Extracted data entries
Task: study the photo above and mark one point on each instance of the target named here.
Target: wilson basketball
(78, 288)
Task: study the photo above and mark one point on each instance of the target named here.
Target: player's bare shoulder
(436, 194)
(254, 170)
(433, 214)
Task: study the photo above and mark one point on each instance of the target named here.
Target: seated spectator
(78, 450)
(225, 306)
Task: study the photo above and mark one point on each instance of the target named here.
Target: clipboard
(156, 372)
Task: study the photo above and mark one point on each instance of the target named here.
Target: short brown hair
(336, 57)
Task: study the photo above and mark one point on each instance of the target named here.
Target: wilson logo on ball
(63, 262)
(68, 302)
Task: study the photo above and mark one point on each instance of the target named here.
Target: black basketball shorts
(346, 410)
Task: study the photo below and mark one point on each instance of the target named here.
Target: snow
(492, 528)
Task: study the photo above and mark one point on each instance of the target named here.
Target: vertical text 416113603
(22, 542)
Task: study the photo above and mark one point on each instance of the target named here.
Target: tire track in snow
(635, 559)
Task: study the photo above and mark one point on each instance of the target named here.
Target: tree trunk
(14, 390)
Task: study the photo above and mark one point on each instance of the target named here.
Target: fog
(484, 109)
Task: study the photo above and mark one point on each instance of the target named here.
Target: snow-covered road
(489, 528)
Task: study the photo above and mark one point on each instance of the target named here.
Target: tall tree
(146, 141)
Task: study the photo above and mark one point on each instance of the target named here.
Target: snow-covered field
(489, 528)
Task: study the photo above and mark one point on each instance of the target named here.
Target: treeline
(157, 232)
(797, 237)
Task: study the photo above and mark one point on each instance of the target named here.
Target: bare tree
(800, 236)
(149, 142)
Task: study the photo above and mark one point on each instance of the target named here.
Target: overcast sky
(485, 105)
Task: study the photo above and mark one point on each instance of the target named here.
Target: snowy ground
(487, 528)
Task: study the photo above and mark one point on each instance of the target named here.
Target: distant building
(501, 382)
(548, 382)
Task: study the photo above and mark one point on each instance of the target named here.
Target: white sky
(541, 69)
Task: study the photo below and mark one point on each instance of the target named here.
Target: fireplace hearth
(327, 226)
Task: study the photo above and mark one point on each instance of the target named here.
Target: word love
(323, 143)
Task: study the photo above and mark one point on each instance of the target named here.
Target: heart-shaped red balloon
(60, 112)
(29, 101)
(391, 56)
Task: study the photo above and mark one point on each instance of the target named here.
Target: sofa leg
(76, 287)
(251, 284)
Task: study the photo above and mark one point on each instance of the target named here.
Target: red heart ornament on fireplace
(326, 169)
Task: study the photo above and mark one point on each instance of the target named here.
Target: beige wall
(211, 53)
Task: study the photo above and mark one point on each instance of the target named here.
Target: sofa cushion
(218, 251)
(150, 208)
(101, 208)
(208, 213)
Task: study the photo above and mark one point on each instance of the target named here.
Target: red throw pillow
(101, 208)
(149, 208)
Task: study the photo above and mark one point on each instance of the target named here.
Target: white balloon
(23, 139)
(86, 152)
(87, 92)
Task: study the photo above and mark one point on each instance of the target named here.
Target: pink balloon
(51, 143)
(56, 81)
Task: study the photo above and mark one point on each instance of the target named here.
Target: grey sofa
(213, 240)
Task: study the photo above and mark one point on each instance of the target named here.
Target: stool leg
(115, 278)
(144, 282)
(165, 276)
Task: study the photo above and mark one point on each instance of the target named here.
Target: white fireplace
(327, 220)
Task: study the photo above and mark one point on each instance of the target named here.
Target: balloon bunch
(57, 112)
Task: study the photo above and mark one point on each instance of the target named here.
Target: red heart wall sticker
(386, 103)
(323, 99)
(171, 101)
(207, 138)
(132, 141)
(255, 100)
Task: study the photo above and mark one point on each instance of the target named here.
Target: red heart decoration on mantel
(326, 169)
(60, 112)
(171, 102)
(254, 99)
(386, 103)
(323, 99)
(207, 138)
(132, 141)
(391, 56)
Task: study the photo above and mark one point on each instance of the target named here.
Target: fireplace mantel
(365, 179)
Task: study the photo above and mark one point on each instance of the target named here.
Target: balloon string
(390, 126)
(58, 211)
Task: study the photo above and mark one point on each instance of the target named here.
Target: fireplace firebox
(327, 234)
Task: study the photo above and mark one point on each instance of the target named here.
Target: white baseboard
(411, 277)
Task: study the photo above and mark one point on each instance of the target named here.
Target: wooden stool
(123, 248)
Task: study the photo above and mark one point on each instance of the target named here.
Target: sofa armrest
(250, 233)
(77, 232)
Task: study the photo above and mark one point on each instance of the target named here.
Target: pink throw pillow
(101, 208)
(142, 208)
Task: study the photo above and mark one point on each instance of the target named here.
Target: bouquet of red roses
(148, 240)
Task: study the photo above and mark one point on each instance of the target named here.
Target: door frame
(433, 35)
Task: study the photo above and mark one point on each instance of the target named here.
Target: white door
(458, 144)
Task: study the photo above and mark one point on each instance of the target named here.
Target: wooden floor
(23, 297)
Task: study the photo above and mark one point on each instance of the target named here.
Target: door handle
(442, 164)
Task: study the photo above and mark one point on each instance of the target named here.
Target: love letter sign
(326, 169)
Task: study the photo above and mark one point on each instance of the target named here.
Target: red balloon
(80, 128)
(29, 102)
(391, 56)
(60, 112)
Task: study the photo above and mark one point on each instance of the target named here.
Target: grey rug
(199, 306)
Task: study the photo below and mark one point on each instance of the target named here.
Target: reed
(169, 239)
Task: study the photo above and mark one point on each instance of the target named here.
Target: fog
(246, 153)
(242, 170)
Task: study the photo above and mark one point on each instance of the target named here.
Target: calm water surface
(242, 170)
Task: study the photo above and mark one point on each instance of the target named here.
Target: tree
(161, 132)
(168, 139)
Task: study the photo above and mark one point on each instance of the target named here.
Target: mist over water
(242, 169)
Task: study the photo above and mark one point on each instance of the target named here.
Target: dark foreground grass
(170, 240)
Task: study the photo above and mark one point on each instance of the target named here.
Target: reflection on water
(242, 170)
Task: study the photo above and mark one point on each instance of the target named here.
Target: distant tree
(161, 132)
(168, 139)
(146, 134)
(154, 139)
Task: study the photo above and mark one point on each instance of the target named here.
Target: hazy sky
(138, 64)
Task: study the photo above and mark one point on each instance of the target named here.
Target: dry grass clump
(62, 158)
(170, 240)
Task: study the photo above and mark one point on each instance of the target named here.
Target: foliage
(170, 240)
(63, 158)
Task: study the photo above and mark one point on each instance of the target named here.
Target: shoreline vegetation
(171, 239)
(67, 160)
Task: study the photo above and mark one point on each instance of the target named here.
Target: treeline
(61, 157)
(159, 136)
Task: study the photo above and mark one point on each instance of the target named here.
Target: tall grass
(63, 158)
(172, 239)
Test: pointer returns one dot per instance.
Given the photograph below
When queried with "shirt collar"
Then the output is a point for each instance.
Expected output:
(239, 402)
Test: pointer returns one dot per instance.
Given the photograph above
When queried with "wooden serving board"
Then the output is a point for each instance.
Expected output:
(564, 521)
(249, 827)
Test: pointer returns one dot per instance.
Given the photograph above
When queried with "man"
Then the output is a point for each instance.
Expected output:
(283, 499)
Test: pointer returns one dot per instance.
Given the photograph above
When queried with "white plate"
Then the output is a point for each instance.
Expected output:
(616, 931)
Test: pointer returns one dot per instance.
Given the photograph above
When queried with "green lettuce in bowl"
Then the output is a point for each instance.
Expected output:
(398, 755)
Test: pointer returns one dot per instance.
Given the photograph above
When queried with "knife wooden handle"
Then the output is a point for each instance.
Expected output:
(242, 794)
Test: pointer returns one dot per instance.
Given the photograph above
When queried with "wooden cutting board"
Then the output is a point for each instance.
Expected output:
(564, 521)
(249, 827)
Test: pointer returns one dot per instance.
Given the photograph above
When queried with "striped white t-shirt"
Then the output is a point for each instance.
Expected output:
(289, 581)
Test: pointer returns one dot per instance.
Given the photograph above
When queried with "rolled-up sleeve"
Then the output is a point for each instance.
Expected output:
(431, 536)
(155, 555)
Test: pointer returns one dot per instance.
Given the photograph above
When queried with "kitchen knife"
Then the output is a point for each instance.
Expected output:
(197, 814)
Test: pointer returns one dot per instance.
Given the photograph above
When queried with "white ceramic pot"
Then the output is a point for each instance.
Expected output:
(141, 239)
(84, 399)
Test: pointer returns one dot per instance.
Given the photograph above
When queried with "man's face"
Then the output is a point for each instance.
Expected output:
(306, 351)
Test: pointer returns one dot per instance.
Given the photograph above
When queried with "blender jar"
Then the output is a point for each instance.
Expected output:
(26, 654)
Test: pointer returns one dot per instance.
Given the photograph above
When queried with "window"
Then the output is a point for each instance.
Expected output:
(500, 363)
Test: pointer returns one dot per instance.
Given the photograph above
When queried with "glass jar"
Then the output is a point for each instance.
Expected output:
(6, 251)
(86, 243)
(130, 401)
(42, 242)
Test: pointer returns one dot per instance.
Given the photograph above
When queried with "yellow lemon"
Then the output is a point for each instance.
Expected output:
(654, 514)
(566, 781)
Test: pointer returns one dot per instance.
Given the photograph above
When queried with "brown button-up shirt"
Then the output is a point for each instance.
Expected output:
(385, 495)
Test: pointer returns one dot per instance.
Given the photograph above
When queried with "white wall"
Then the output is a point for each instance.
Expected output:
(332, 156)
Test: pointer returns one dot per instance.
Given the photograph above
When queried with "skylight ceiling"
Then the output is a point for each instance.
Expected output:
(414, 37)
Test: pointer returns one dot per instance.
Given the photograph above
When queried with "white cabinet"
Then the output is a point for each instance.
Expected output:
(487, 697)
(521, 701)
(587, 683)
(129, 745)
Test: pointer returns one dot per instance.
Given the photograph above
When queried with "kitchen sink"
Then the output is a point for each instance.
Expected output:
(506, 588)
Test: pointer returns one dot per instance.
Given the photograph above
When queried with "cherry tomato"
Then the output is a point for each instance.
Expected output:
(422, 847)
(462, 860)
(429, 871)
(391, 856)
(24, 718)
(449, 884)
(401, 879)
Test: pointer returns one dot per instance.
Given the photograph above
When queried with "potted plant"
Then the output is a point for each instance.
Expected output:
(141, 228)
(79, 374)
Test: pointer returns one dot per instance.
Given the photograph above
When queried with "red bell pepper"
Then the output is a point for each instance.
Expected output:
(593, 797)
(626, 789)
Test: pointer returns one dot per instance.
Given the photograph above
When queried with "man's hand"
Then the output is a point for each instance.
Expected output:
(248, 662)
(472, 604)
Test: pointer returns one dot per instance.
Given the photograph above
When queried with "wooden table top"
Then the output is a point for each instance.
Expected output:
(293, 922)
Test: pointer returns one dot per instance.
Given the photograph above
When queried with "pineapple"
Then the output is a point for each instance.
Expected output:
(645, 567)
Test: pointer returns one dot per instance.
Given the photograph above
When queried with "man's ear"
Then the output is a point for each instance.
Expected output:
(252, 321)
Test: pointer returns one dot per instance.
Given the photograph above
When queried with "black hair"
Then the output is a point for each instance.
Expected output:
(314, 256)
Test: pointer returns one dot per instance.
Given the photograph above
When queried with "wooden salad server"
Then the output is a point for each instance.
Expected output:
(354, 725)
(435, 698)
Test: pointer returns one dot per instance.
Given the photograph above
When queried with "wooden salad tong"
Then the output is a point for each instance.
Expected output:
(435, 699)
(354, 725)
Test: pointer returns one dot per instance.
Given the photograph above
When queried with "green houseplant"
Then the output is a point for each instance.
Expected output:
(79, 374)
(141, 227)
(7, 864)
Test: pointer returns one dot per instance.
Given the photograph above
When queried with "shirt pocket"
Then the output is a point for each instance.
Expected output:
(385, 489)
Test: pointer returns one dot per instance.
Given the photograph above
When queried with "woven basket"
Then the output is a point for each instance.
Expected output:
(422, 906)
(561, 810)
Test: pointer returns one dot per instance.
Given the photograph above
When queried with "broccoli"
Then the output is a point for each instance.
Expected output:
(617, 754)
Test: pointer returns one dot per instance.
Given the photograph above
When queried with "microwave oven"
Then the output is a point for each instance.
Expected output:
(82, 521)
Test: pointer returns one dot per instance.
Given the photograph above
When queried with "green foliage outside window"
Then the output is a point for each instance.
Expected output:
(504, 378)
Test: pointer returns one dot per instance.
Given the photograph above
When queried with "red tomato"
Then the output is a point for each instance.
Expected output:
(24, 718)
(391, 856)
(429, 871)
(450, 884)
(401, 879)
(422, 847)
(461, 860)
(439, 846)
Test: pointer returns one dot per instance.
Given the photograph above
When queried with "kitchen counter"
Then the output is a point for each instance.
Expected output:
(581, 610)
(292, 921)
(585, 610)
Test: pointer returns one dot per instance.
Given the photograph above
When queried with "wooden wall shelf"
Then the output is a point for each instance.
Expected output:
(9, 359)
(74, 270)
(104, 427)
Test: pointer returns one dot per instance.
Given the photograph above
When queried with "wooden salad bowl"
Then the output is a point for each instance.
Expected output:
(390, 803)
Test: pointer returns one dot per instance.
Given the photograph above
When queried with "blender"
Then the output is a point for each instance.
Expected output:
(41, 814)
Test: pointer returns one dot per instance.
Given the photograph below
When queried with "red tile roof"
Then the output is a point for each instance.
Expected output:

→ **What the task asks**: Your answer must be every line from the entries that contains the string "kitchen", copied as it stands.

→ **The answer**:
When queried with "kitchen knife"
When queried with "kitchen sink"
When queried with "kitchen counter"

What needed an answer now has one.